Композиционная согласованность архитектурных и скульптурных частей башен не исчерпывается только указанной градацией объемов — от тяжелых, массивных к легким, воздушным. Эта согласованность проявляется и в самой пластической трактовке тех или иных скульптурных элементов. Так, двадцать восемь фигур, возвышающихся над колоннадой верхнего куба, свободно читаются в пространстве — они в наименьшей степени связаны с архитектурным фоном, с плоскостью стены: вертикали статуй, завершающие собою вертикали колонн, составляют часть воздушного силуэта колоннады. Иным является пластическое значение четырех сидящих воинов: помещенные на кровле нижнего куба, на его углах, эти тяжелые статичные фигуры подчеркивают монолитную статичность куба, зрительно укрепляют его массив.

▬▬▬▬▬▬

# Проверьте понимание
**A)** Скопируйте из текста о башнях слово в слово отрывок от слов «Композиционная согласованность архитектурных» до слов «укрепляют его массив.».
**B)** Перескажите короче абзац текста о башнях, который начинается словами «Композиционная согласованность». Сохраните его главные факты.
**C)** Напишите продолжение текста о башнях, начиная сразу после его последнего предложения.
Эти записи никак не связаны с текстом о башнях.

Записи из набора данных:
▬▬▬▬▬▬

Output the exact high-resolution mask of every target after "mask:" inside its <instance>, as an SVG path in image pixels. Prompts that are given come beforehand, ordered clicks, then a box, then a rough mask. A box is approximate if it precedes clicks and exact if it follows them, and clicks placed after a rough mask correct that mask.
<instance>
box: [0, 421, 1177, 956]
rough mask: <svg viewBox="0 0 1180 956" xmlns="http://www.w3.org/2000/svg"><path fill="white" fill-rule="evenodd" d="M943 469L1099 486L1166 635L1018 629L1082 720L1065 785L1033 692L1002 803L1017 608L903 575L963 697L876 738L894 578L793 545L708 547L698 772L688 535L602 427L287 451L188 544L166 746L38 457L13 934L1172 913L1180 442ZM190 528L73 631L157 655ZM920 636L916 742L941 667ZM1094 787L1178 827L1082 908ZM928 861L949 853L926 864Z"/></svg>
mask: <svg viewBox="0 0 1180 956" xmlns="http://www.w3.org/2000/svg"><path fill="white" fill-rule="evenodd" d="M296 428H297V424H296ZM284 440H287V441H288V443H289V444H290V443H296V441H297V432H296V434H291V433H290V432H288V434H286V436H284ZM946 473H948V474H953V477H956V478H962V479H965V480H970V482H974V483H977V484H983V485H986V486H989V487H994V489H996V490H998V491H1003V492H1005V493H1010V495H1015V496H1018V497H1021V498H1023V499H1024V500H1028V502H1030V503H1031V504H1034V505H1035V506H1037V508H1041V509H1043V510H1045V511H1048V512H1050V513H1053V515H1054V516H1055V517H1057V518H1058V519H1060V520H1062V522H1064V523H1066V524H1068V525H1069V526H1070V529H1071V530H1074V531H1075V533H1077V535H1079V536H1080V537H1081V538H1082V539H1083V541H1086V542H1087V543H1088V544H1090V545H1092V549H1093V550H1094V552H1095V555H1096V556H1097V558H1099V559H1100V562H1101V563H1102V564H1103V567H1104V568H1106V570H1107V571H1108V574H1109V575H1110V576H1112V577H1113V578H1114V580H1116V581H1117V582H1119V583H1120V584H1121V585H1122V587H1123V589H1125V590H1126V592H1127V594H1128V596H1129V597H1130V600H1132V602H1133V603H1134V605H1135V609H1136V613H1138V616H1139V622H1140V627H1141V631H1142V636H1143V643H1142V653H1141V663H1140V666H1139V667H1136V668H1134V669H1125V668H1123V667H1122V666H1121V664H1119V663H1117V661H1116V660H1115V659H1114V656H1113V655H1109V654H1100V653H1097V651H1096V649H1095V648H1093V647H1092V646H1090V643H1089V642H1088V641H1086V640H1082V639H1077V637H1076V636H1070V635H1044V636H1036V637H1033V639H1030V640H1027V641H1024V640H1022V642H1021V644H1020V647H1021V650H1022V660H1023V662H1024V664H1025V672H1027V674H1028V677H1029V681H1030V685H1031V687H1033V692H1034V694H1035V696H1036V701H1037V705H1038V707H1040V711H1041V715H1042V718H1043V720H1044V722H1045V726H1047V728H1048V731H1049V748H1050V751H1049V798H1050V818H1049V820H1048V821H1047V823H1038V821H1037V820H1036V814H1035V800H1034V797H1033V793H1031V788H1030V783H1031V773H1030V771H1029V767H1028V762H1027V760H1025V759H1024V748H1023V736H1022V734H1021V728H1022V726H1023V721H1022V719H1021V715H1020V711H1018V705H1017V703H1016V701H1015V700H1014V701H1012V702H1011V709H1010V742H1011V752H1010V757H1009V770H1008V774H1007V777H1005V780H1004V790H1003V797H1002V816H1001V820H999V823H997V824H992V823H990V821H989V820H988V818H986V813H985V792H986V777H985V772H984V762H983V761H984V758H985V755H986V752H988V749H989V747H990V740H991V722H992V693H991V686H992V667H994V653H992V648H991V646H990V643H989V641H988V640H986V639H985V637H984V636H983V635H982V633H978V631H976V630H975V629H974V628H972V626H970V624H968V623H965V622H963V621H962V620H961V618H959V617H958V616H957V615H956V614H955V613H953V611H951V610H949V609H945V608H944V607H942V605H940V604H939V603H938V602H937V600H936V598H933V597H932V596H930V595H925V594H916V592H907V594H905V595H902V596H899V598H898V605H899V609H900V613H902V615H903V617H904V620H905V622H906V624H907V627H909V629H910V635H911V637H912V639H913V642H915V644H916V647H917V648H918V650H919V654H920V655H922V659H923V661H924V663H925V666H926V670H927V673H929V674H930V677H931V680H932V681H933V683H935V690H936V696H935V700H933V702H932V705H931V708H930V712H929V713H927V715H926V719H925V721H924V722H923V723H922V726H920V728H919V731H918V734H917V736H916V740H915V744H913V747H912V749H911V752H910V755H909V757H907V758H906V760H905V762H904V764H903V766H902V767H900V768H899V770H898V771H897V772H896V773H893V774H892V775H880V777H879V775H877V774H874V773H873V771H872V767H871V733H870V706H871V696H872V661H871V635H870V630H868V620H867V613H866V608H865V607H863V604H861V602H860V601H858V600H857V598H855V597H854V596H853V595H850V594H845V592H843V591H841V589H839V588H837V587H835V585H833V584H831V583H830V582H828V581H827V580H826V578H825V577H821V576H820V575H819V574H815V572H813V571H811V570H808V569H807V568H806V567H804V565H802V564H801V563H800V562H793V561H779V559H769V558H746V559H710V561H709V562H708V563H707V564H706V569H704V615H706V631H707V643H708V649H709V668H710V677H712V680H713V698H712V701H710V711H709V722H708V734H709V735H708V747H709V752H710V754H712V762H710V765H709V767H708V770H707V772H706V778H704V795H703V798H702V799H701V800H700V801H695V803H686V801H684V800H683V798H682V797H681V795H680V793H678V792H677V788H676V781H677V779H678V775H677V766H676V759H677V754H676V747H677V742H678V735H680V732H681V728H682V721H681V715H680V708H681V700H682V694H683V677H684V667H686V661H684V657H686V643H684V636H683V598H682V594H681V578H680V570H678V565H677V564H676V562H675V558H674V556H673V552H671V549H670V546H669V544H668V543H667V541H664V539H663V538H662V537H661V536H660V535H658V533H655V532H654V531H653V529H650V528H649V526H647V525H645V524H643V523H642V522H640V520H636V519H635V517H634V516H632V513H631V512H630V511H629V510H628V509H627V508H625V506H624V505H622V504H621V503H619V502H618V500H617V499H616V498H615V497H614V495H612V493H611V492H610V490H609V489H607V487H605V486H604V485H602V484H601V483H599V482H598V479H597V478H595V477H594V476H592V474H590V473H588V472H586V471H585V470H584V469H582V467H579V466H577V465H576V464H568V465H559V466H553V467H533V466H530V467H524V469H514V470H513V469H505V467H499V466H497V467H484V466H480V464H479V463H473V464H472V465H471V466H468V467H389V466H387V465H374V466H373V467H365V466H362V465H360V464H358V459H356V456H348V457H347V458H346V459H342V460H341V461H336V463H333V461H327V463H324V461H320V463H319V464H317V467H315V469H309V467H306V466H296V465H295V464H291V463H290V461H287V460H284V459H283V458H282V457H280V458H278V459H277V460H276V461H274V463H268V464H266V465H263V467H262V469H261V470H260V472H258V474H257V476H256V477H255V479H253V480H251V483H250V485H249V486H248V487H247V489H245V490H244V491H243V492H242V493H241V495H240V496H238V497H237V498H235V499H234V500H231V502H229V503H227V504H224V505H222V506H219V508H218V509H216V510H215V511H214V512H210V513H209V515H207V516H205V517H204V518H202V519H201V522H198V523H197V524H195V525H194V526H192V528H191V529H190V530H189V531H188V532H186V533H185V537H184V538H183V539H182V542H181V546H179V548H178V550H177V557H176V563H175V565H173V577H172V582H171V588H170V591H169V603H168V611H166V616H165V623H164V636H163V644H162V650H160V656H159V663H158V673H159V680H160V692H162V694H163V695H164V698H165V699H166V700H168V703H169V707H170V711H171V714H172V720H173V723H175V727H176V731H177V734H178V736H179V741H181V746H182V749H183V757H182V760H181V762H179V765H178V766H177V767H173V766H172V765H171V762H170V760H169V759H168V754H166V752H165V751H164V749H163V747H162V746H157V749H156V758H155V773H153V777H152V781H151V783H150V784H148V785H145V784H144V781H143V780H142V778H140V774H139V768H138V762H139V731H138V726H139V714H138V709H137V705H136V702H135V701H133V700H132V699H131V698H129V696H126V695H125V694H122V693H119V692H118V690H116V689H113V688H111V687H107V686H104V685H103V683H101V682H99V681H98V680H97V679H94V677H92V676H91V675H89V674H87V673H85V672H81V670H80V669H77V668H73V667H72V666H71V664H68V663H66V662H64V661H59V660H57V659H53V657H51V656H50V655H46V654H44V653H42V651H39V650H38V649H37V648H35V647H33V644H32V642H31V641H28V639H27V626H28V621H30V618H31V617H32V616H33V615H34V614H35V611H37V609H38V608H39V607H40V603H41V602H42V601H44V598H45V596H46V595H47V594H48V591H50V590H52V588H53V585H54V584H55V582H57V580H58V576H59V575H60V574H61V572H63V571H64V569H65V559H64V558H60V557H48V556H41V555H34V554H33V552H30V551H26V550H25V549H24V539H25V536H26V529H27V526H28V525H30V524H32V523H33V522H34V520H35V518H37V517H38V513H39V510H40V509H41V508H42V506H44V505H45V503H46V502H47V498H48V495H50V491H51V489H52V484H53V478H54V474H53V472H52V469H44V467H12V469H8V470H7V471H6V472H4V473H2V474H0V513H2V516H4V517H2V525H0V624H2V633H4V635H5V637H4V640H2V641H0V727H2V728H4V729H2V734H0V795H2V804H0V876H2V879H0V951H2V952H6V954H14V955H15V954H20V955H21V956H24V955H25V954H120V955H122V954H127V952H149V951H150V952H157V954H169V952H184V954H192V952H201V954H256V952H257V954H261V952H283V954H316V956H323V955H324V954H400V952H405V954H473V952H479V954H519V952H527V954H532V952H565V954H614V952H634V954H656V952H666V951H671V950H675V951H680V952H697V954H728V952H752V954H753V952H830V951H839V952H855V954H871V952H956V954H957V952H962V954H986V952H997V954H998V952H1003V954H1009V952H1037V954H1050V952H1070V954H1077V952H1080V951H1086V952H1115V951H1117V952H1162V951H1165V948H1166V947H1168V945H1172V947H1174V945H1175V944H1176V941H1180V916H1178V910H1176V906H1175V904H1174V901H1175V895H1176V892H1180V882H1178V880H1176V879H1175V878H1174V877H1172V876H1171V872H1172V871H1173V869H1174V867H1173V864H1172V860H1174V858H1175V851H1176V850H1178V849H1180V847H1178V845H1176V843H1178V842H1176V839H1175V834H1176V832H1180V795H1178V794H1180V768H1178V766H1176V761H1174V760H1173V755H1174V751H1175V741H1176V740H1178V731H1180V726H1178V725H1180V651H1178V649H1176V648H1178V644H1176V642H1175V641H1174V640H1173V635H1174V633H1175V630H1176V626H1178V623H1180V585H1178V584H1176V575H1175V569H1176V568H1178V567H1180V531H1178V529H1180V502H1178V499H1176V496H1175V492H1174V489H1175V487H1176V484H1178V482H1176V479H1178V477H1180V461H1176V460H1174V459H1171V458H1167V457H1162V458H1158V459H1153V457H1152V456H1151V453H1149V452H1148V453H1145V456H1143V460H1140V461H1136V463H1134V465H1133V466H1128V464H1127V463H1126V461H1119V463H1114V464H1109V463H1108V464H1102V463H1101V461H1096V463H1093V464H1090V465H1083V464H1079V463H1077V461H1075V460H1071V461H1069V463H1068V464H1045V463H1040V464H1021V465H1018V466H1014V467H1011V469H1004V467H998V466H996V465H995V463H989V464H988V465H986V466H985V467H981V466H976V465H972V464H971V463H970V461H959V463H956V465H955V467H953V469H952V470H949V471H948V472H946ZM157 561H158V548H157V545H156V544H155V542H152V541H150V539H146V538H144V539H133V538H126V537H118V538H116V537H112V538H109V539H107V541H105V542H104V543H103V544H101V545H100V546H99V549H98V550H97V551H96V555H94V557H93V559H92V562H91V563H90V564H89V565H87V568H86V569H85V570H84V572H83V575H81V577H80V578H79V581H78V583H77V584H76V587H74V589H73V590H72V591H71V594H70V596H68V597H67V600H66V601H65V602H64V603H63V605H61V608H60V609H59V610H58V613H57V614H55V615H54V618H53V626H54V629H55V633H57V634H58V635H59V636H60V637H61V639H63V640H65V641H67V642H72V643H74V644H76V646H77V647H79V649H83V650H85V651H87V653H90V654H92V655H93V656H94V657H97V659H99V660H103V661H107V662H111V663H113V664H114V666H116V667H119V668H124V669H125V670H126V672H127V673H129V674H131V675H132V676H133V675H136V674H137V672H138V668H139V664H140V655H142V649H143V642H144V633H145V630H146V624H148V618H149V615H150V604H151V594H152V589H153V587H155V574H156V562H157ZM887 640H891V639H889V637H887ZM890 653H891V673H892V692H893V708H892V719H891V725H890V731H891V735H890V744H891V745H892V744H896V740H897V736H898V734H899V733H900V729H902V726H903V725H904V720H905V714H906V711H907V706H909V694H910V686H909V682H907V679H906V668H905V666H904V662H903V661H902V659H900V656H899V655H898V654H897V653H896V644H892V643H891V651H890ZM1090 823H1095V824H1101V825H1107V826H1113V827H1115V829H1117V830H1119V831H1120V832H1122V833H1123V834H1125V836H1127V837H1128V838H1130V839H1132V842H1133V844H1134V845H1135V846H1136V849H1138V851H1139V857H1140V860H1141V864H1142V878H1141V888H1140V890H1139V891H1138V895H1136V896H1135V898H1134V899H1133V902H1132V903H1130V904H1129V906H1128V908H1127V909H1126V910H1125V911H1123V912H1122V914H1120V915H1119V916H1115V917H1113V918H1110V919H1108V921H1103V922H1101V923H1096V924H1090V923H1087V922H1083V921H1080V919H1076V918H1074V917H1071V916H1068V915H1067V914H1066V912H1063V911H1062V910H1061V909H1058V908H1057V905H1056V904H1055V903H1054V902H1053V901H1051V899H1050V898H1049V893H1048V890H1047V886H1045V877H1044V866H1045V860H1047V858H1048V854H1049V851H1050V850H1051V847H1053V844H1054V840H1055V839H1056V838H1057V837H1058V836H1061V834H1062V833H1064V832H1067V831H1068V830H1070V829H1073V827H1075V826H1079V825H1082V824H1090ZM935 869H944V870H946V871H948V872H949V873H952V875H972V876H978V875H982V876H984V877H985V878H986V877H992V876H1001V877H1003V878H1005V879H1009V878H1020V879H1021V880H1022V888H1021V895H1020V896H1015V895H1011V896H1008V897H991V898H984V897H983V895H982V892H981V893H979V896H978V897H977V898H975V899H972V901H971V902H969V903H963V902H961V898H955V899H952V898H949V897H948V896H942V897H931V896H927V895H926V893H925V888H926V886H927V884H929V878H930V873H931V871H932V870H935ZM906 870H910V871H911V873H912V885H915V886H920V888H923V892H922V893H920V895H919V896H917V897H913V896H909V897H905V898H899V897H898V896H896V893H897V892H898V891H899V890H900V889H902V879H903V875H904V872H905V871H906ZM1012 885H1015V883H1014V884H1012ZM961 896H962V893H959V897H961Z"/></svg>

▬▬▬▬▬▬

# Ответы по заданиям
**A)**
Композиционная согласованность архитектурных и скульптурных частей башен не исчерпывается только указанной градацией объемов — от тяжелых, массивных к легким, воздушным. Эта согласованность проявляется и в самой пластической трактовке тех или иных скульптурных элементов. Так, двадцать восемь фигур, возвышающихся над колоннадой верхнего куба, свободно читаются в пространстве — они в наименьшей степени связаны с архитектурным фоном, с плоскостью стены: вертикали статуй, завершающие собою вертикали колонн, составляют часть воздушного силуэта колоннады. Иным является пластическое значение четырех сидящих воинов: помещенные на кровле нижнего куба, на его углах, эти тяжелые статичные фигуры подчеркивают монолитную статичность куба, зрительно укрепляют его массив.

**B)** Архитектура и скульптура башен согласованы не только переходом объемов от массивных к легким, но и тем, как трактованы сами скульптуры. Двадцать восемь фигур над колоннадой верхнего куба почти не связаны со стеной: они продолжают вертикали колонн и входят в воздушный силуэт колоннады. Четыре сидящих воина на углах кровли нижнего куба, напротив, тяжелые и статичные. Они подчеркивают монолитность куба и зрительно укрепляют его массив.

**C)**
Аналогичный принцип размещения скульптур и их соотношения с архитектурой выдержан и вне башни, в других частях здания. Барельефы фронтонов, фигуры, стоящие по углам фронтонов перед портиками, перед арками павильонов, а также многочисленные и разнохарактерные рельефные детали композиционно подчинены архитектурным формам и в то же время пластически автономны, строго отграничены от них. Большая часть барельефов заключена в строгие рамы, а те, которые таких рам не имеют, обладают настолько четкими линейными контурами, что нигде не сливаются со стеной. То же следует сказать и о других скульптурных деталях фасада. Так, лепные маски морских божеств над окнами первого и второго этажей оставляют нетронутой архитектурную форму замковых камней, на которых эти маски укреплены. И даже те скульптурные детали, которые по своей природе являются составной частью того или иного архитектурного строения, как, например, лепные рельефы метопов и орнаментальные фризы, отличаются предельной графической строгостью рисунка-, четкостью контурных границ. Сочетание пластической и архитектурной формы достигается и здесь четким противопоставлением рельефа и плоскости, скульптурной формы и ее архитектурного фона.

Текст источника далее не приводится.